■ Exercice 1:
Reproduisez intégralement, sans la moindre modification, le passage ci-dessous sur la campagne d'adhésions des socialistes.

■ Extrait fourni:
......

Il faut la relier à la campagne d’adhésions de ces adhérents à 20 €, qui devaient décider du projet socialiste et n’ont fait qu’avaliser pour 10 % d’entre eux des propositions vagues élaborées plus au sommet que dans les forums. N’était-ce qu’une campagne d’agitation, « d’agit-prop ! ». Ces sympathisants ont adhérer provisoirement (85 000) parce qu’ils pensaient pouvoir influer sur la désignation du candidat. Mais on constate que le vote est déjà mis sous influence pour que la candidate soit la seule en lice, les sondages l’ayant désignée par avance. Or les militants socialistes, par le passé, ont toujours désigné le candidat dominant issu des sondages...

......

(Entrées enregistrées)
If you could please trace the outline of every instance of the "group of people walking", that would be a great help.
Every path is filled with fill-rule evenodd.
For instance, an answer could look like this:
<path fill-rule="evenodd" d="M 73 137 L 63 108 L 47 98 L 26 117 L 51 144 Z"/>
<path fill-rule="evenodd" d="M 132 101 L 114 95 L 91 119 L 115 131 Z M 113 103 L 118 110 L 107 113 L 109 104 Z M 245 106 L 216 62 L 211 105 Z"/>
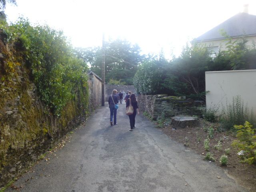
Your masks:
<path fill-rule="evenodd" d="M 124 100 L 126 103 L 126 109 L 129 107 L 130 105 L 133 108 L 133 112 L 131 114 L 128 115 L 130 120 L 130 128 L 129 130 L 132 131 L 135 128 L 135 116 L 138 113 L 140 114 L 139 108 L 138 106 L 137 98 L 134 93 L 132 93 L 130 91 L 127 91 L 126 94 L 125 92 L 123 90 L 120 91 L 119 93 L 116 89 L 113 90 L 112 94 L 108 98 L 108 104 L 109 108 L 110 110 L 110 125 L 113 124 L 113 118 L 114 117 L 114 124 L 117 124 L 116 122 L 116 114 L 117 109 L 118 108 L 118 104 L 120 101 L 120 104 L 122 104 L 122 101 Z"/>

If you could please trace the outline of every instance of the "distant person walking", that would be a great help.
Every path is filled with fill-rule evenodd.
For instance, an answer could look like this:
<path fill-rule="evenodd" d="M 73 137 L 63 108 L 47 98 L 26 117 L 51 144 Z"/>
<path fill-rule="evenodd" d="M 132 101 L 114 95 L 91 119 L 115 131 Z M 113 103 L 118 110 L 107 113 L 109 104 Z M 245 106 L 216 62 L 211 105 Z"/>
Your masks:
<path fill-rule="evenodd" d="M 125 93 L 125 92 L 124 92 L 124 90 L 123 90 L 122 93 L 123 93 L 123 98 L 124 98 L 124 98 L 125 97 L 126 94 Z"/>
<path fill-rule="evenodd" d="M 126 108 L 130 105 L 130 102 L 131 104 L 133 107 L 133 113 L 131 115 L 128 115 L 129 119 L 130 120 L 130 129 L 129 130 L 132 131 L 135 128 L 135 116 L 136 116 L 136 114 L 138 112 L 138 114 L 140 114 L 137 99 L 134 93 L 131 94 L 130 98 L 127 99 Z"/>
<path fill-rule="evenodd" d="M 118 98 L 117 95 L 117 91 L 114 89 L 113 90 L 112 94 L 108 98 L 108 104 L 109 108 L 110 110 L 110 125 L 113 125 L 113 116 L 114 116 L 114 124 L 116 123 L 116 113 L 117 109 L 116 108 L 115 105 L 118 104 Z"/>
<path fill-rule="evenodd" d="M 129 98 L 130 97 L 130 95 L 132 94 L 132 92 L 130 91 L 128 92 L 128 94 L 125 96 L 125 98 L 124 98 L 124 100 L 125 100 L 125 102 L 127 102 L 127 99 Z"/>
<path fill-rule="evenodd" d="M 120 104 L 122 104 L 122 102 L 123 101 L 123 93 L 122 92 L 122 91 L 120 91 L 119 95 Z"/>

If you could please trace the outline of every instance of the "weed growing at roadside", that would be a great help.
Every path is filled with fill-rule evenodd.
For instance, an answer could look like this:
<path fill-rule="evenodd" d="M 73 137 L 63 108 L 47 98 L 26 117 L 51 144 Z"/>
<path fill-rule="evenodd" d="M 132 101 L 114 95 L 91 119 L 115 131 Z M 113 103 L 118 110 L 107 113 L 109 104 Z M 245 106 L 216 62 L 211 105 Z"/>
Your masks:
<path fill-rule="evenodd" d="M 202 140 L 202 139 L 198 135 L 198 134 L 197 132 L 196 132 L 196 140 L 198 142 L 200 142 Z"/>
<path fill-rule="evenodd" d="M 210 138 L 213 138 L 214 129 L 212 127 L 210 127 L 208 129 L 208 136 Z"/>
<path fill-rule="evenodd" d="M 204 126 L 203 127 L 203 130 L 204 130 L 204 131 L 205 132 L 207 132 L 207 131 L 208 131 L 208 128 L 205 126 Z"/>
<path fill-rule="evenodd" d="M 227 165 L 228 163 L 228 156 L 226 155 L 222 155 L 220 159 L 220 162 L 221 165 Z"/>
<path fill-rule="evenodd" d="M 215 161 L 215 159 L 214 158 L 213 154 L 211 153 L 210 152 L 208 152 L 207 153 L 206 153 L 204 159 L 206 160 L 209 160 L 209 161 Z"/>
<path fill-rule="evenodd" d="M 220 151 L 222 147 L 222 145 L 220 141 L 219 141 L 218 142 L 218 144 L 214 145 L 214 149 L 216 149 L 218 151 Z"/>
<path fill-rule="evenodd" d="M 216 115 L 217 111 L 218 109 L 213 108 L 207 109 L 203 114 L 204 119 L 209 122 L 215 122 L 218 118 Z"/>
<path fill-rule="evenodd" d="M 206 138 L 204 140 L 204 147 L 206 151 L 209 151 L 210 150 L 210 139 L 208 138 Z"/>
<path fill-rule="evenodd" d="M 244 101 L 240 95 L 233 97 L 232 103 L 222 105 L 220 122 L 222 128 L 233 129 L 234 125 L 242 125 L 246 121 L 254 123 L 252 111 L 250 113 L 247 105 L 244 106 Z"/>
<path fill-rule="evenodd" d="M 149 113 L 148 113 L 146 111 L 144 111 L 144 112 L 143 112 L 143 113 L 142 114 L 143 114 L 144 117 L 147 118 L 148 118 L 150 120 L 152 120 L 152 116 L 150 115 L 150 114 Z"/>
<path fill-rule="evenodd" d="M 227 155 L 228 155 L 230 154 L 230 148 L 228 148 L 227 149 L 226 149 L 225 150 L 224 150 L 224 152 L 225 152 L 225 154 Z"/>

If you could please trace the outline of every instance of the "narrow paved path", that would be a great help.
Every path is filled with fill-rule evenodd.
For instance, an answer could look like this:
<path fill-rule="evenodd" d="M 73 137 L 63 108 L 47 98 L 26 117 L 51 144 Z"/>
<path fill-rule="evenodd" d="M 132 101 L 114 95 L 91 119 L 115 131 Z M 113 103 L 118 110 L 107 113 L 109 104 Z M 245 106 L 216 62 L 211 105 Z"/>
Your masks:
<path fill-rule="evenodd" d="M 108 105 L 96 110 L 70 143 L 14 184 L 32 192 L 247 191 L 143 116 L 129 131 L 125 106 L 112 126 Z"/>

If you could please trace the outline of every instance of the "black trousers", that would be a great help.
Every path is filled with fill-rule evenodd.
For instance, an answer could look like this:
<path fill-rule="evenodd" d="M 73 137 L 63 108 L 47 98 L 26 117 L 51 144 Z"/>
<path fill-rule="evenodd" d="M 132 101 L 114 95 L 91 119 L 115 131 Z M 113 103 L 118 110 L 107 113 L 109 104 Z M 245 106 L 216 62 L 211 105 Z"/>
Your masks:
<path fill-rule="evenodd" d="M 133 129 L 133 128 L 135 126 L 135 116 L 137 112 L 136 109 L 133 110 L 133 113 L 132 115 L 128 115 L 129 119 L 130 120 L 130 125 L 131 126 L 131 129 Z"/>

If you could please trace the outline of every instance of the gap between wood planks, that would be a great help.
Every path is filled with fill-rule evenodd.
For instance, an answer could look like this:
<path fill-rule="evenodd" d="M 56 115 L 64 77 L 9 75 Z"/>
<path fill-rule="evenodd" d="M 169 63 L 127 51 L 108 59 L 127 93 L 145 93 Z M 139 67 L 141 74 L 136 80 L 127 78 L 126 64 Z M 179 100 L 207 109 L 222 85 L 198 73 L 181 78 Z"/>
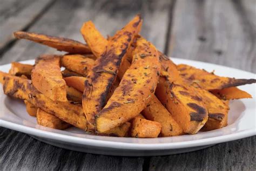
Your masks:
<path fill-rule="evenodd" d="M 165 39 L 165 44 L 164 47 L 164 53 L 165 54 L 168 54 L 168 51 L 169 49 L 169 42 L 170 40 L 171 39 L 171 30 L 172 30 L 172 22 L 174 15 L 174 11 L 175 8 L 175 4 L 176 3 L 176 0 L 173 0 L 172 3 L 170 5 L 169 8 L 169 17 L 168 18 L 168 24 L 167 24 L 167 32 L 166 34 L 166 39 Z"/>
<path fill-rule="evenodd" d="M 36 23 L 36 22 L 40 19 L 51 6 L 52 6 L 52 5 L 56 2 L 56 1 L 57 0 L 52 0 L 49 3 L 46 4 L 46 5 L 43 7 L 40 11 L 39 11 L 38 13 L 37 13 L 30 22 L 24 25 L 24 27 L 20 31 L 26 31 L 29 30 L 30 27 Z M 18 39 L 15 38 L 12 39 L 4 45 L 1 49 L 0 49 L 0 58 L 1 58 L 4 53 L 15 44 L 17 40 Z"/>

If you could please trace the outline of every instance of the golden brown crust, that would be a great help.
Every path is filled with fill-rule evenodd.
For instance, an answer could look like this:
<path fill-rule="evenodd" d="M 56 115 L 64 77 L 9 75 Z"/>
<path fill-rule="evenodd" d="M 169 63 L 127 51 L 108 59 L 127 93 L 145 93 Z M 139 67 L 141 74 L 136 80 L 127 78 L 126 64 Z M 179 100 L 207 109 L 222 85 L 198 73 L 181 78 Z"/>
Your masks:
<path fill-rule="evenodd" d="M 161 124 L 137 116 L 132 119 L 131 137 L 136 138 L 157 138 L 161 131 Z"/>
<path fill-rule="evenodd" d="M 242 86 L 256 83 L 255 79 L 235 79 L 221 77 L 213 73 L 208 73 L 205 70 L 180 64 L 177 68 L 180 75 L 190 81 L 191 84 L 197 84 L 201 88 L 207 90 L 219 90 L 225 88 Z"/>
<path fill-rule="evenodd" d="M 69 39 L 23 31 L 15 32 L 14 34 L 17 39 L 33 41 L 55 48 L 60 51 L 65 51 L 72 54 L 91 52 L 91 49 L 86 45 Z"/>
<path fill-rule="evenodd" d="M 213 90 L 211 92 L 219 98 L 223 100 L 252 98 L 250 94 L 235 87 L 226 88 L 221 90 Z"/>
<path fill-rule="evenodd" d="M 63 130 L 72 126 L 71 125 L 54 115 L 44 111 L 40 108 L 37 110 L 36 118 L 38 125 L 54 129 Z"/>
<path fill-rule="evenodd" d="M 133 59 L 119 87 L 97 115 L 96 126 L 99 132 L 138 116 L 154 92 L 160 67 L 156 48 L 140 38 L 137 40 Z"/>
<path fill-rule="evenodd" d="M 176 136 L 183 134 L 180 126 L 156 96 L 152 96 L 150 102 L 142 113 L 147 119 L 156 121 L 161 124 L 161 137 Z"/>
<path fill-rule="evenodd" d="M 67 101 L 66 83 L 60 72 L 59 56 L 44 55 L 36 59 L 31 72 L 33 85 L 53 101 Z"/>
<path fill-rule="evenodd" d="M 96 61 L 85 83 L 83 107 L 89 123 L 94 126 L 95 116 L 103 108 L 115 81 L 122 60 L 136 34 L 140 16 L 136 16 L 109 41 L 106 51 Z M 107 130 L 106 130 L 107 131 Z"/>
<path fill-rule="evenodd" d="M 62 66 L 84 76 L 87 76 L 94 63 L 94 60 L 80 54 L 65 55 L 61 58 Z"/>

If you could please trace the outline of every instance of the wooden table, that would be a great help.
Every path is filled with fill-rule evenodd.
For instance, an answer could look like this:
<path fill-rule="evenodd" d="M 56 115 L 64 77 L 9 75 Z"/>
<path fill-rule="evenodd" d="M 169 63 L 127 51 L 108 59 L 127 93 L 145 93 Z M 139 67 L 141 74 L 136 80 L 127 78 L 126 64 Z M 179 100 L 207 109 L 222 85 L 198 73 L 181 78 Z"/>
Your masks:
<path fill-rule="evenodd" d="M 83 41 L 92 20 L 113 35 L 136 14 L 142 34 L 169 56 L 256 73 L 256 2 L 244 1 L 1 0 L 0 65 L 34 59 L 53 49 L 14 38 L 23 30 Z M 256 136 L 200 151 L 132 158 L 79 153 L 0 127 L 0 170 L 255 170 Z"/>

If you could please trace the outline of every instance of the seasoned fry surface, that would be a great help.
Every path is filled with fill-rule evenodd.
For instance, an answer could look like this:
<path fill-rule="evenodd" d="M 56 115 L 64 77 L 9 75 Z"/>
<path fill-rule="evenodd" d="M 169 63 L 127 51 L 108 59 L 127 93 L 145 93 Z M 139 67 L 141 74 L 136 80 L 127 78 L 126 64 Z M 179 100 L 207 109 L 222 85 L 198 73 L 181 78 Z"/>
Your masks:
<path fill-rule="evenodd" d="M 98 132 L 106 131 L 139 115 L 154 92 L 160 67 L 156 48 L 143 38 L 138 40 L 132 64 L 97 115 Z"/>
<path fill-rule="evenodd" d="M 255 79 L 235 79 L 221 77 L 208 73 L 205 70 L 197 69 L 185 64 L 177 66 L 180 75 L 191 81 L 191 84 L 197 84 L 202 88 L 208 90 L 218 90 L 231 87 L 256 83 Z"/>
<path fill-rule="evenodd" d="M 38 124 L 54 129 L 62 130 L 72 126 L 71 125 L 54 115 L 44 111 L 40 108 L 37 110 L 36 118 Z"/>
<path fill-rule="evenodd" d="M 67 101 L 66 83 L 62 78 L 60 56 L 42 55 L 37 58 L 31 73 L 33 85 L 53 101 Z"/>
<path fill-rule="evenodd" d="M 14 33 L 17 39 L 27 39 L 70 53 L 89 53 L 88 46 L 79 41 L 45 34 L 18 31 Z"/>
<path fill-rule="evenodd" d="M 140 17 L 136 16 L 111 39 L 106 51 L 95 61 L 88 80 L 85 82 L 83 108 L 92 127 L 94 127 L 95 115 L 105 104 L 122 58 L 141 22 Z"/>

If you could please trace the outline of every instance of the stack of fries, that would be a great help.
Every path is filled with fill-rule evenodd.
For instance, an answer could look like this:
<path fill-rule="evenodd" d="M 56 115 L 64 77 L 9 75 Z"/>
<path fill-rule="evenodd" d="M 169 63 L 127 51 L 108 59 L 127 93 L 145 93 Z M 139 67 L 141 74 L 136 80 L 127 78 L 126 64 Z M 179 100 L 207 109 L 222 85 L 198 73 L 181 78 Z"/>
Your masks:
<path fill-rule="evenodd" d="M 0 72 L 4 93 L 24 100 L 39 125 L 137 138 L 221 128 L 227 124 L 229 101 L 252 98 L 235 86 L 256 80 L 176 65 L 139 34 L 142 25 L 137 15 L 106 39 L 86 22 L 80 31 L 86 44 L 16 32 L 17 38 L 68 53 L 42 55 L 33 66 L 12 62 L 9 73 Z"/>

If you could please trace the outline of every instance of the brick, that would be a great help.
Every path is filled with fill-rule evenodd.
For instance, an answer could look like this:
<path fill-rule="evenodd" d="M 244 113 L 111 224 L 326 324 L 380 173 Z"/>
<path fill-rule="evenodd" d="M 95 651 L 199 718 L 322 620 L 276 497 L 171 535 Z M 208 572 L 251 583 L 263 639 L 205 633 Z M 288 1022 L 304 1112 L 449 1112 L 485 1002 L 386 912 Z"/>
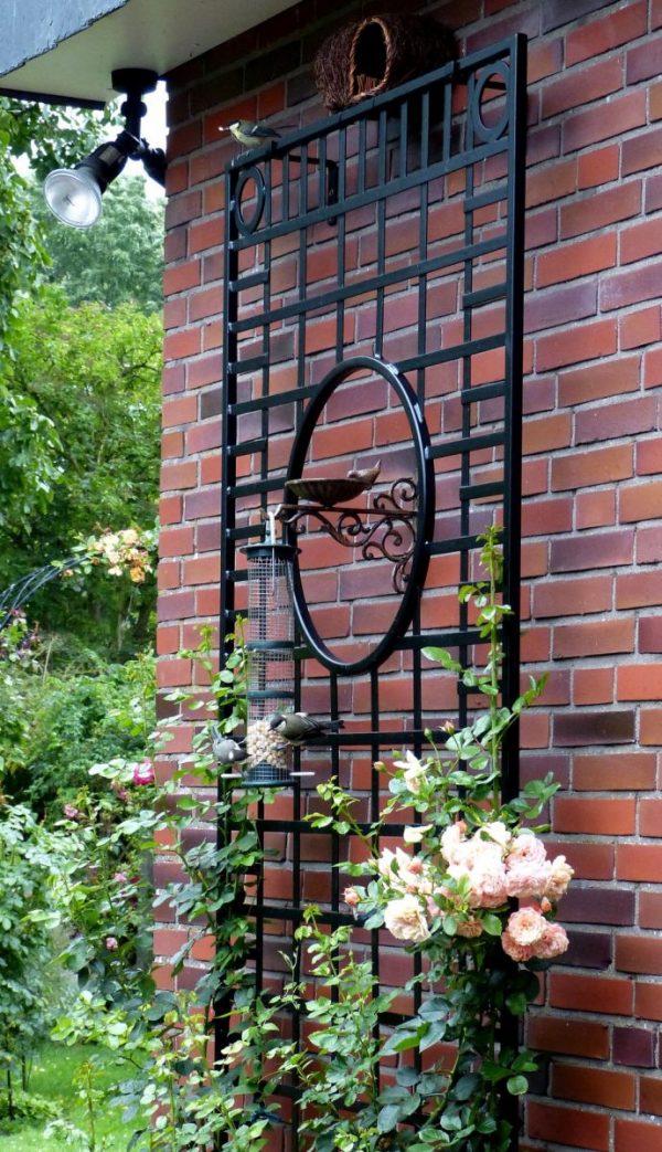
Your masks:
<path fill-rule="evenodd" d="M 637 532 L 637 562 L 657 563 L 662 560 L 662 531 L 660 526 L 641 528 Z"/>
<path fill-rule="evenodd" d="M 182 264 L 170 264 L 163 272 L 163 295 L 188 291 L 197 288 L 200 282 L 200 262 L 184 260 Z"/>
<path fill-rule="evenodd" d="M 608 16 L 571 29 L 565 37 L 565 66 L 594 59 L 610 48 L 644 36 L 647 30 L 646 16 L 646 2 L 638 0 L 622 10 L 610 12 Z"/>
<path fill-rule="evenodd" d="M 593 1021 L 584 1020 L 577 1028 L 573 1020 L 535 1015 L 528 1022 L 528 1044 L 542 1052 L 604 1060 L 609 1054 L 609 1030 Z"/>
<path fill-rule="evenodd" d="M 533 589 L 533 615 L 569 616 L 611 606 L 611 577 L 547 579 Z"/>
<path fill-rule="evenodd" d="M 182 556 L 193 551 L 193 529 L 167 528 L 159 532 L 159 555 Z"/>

......

■ Exercice 2:
Dans le listing, réécrivez les lignes allant de son début jusqu'à la ligne contenant « 124 100 L 126 », incluse, en remplaçant « group of people walking » par « crowd of pedestrians » et en laissant tout le reste intact. Retirez les images de votre réponse.

■ Réponse 1:
Il faut la relier à la campagne d’adhésions de ces adhérents à 20 €, qui devaient décider du projet socialiste et n’ont fait qu’avaliser pour 10 % d’entre eux des propositions vagues élaborées plus au sommet que dans les forums. N’était-ce qu’une campagne d’agitation, « d’agit-prop ! ». Ces sympathisants ont adhérer provisoirement (85 000) parce qu’ils pensaient pouvoir influer sur la désignation du candidat. Mais on constate que le vote est déjà mis sous influence pour que la candidate soit la seule en lice, les sondages l’ayant désignée par avance. Or les militants socialistes, par le passé, ont toujours désigné le candidat dominant issu des sondages...

■ Réponse 2:
If you could please trace the outline of every instance of the "crowd of pedestrians", that would be a great help.
Every path is filled with fill-rule evenodd.
For instance, an answer could look like this:
<path fill-rule="evenodd" d="M 73 137 L 63 108 L 47 98 L 26 117 L 51 144 Z"/>
<path fill-rule="evenodd" d="M 132 101 L 114 95 L 91 119 L 115 131 Z M 113 103 L 118 110 L 107 113 L 109 104 Z M 245 106 L 216 62 L 211 105 Z"/>
Your masks:
<path fill-rule="evenodd" d="M 124 100 L 126 103 L 126 109 L 129 107 L 130 105 L 133 108 L 133 112 L 131 114 L 128 115 L 130 120 L 130 128 L 129 130 L 132 131 L 135 128 L 135 116 L 138 113 L 140 114 L 139 108 L 138 106 L 137 98 L 134 93 L 132 93 L 130 91 L 127 91 L 126 94 L 125 92 L 123 90 L 120 91 L 119 93 L 116 89 L 113 90 L 112 94 L 108 98 L 108 104 L 109 108 L 110 110 L 110 125 L 113 124 L 113 118 L 114 117 L 114 124 L 117 124 L 116 122 L 116 114 L 117 109 L 118 108 L 118 104 L 120 101 L 120 104 L 122 104 L 122 101 Z"/>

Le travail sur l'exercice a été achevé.